§ Exercise details
Repeat the listing below in full, exactly as it stands.

§ Source material
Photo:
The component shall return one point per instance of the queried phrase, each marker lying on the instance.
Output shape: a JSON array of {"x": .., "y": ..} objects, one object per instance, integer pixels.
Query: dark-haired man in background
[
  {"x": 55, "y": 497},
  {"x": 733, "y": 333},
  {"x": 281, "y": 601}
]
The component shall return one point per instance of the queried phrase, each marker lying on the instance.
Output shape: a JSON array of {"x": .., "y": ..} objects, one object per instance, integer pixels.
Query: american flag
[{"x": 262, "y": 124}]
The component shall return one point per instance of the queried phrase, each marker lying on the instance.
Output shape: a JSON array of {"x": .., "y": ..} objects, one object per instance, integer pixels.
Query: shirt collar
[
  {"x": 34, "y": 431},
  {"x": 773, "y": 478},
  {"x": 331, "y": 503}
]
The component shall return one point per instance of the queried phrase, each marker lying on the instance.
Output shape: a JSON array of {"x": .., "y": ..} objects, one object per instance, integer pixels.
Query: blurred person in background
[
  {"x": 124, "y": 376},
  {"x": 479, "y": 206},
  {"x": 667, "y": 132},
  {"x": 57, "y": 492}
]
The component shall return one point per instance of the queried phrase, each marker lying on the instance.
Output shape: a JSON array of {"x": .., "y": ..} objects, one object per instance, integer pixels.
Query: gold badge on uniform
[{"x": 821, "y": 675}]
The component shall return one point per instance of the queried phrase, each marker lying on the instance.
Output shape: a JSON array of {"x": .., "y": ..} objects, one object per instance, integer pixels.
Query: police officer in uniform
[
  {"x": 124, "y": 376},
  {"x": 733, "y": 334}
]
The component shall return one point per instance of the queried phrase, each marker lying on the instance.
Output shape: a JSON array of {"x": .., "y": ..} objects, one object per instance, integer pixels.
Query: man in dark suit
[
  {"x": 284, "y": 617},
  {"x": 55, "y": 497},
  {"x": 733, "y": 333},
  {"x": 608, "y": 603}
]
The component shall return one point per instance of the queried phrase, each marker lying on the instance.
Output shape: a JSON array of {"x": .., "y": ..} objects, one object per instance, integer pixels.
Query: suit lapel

§ Exercise answer
Photo:
The component shall return one point per instance of the queried phrase, each marker lying on the instance.
Output shape: a JSON array of {"x": .., "y": ..} objects, one object per instance, integer pixels.
Query: dark-haired man in background
[
  {"x": 55, "y": 497},
  {"x": 733, "y": 333},
  {"x": 281, "y": 601}
]
The component shall return one point per instance of the queried phrase, each marker lying on the instance.
Output shape: a JSON array of {"x": .., "y": ..} objects, one object per instance, integer pixels.
Query: american flag
[{"x": 262, "y": 124}]
The component shall return one point per instance of the queried phrase, each marker lying on the instance.
Output shape: a JSON array of {"x": .., "y": ..} objects, one object per instance, integer pixels.
Query: shirt collar
[
  {"x": 34, "y": 431},
  {"x": 773, "y": 478},
  {"x": 331, "y": 503}
]
The component shall return one point per instance of the queried phrase, each marker lying on the instance.
Output shape: a JSON array of {"x": .., "y": ..} objects, one object per instance, integer pixels.
Query: blurred person in background
[
  {"x": 124, "y": 376},
  {"x": 479, "y": 206},
  {"x": 667, "y": 132},
  {"x": 57, "y": 492}
]
The component shall return one point per instance of the queried phrase, each marker lying on the instance.
Output shape: a JSON array of {"x": .., "y": ..} objects, one object per instance, integer pixels.
Query: gold badge on uniform
[{"x": 821, "y": 675}]
The component shall return one point per instance of the queried phrase, each marker lying on the instance.
Output shape: a JSON array of {"x": .., "y": ..} objects, one object per instance, integer pixels.
Query: police officer in uniform
[
  {"x": 124, "y": 376},
  {"x": 733, "y": 334}
]
The component shall return one point per instance of the queried phrase, each marker lying on the instance.
Output shape: a JSON array of {"x": .., "y": ..} objects, one object per instance, integer pixels.
Query: man in dark suit
[
  {"x": 284, "y": 617},
  {"x": 55, "y": 497},
  {"x": 733, "y": 333},
  {"x": 608, "y": 603}
]
The component shall return one point per instance of the queried phrase, each marker lying on the instance.
Output shape: a JSON array of {"x": .., "y": ..} objects, one object per instance, integer pixels.
Query: suit lapel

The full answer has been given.